Copy out every line of the stored records below word for word, changing nothing.
-- DATASET EXCERPTS start --
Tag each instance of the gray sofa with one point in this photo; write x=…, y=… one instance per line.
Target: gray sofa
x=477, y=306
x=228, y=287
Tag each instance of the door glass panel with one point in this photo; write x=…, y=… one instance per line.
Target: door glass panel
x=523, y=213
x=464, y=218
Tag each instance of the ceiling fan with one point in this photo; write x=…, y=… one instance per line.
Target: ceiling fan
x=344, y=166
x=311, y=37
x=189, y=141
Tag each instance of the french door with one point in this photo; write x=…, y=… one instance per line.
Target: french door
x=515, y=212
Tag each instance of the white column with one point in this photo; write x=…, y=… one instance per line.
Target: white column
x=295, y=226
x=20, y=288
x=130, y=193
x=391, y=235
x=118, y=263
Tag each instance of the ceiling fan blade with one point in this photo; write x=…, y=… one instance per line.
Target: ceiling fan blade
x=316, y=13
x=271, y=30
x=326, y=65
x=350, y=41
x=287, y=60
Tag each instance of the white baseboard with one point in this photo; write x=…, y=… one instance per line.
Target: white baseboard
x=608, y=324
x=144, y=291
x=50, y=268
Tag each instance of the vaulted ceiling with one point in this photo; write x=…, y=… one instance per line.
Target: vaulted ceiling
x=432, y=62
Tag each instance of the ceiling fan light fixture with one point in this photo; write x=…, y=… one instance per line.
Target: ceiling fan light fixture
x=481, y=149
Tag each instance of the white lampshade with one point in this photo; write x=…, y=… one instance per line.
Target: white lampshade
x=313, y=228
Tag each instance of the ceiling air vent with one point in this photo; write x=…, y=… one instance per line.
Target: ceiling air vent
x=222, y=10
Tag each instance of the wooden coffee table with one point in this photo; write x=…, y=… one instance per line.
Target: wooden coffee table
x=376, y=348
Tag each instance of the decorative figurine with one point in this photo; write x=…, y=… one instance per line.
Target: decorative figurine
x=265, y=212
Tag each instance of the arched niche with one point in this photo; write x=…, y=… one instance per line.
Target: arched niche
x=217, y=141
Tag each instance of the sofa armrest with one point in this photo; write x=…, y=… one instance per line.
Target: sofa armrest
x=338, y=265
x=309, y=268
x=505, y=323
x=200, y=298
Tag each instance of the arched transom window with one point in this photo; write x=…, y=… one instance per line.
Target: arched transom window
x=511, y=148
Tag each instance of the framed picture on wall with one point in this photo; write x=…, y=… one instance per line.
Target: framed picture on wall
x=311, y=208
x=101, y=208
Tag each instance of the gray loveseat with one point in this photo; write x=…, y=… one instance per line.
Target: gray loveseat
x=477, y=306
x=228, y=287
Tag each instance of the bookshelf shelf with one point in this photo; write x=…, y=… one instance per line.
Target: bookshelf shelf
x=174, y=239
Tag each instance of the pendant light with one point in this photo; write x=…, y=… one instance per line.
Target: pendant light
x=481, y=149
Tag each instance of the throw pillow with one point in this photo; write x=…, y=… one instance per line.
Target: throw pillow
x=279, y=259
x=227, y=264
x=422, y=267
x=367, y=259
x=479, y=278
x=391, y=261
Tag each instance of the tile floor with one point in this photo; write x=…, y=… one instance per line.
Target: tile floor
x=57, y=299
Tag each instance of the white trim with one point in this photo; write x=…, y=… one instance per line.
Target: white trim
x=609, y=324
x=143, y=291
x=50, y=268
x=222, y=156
-- DATASET EXCERPTS end --
TASK OUTPUT =>
Tag each instance of the gray sofa with one point in this photo; write x=…, y=… one instance per line.
Target: gray sofa
x=477, y=306
x=228, y=287
Tag each instance of the door glass panel with one point in this photo; write x=…, y=… one instance per line.
Target: door glass panel
x=523, y=213
x=464, y=218
Tag each instance of the ceiling fan with one point in this photo; write x=…, y=… one instance per line.
Target: ceiling fan
x=344, y=166
x=311, y=37
x=189, y=141
Tag each instance of the french door with one point in this photo; write x=…, y=… one instance per line.
Target: french door
x=515, y=212
Tag each instance of the white column with one point in this photo; write x=…, y=… one instance per line.
Target: white column
x=295, y=226
x=20, y=288
x=130, y=193
x=391, y=235
x=118, y=263
Tag each instance of the ceiling fan blade with one point in this photo; write x=…, y=… one instance per line.
Target: ceiling fan blade
x=316, y=13
x=271, y=30
x=326, y=65
x=350, y=41
x=287, y=60
Tag each instance of the white baseboard with one point in this photo; write x=…, y=… one instance per line.
Target: white baseboard
x=608, y=324
x=144, y=291
x=50, y=268
Tag each instance of the vaulted ceiling with one point in this photo; write x=…, y=… one instance per line.
Target: vaulted ceiling
x=432, y=62
Tag each instance of the ceiling fan light fixture with one point in this photo; write x=…, y=… one instance per line.
Target: ceiling fan light fixture
x=481, y=149
Tag each instance of the white lampshade with one point in this photo; write x=…, y=… one instance per line.
Target: white lampshade
x=313, y=228
Tag each instance of the ceiling air vent with one point in this photo; write x=…, y=… one instance per line.
Target: ceiling air vent
x=222, y=10
Tag each instance of the wooden coffee table with one point in this photo; write x=…, y=… one instance per line.
Target: wooden coffee table
x=376, y=348
Tag each instance of the decorative figurine with one point in this photo; write x=…, y=… one instance per line.
Target: decorative figurine
x=265, y=212
Tag each instance of the arched niche with one point in this photo; write x=…, y=… one instance per line.
Target: arched niche
x=217, y=141
Tag each instance of the sofa armrest with one point in this photo; write x=…, y=… one instance per line.
Target: sofa armrest
x=338, y=265
x=309, y=268
x=505, y=323
x=200, y=298
Tag each instance of the arched transom window with one point in this photo; write x=…, y=… one instance per line.
Target: arched transom window
x=511, y=148
Tag each instance of the framed picture on wall with one point in this photo; write x=…, y=… one instance per line.
Target: framed picture on wall
x=311, y=208
x=101, y=208
Tag each instance of the gray loveseat with one point in this photo; write x=…, y=… one instance per line.
Target: gray loveseat
x=477, y=306
x=228, y=287
Tag each instance of the bookshelf shelf with one point in this photo; write x=…, y=… one instance per line.
Target: bookshelf shelf
x=174, y=239
Tag each instance of the pendant light with one point in this photo; write x=…, y=… one instance per line.
Target: pendant light
x=481, y=149
Tag each instance of the throw pillow with one point in this photo; write x=…, y=… one instance per line.
Target: throw pillow
x=279, y=259
x=227, y=264
x=422, y=267
x=367, y=259
x=479, y=278
x=391, y=261
Tag each instance of the tile floor with one point in this photo; write x=…, y=… one instance per line.
Target: tile floor
x=57, y=299
Tag each instance of the white trim with one point in this photo; write x=…, y=… one instance per line.
Target: white trim
x=609, y=324
x=143, y=291
x=50, y=268
x=222, y=156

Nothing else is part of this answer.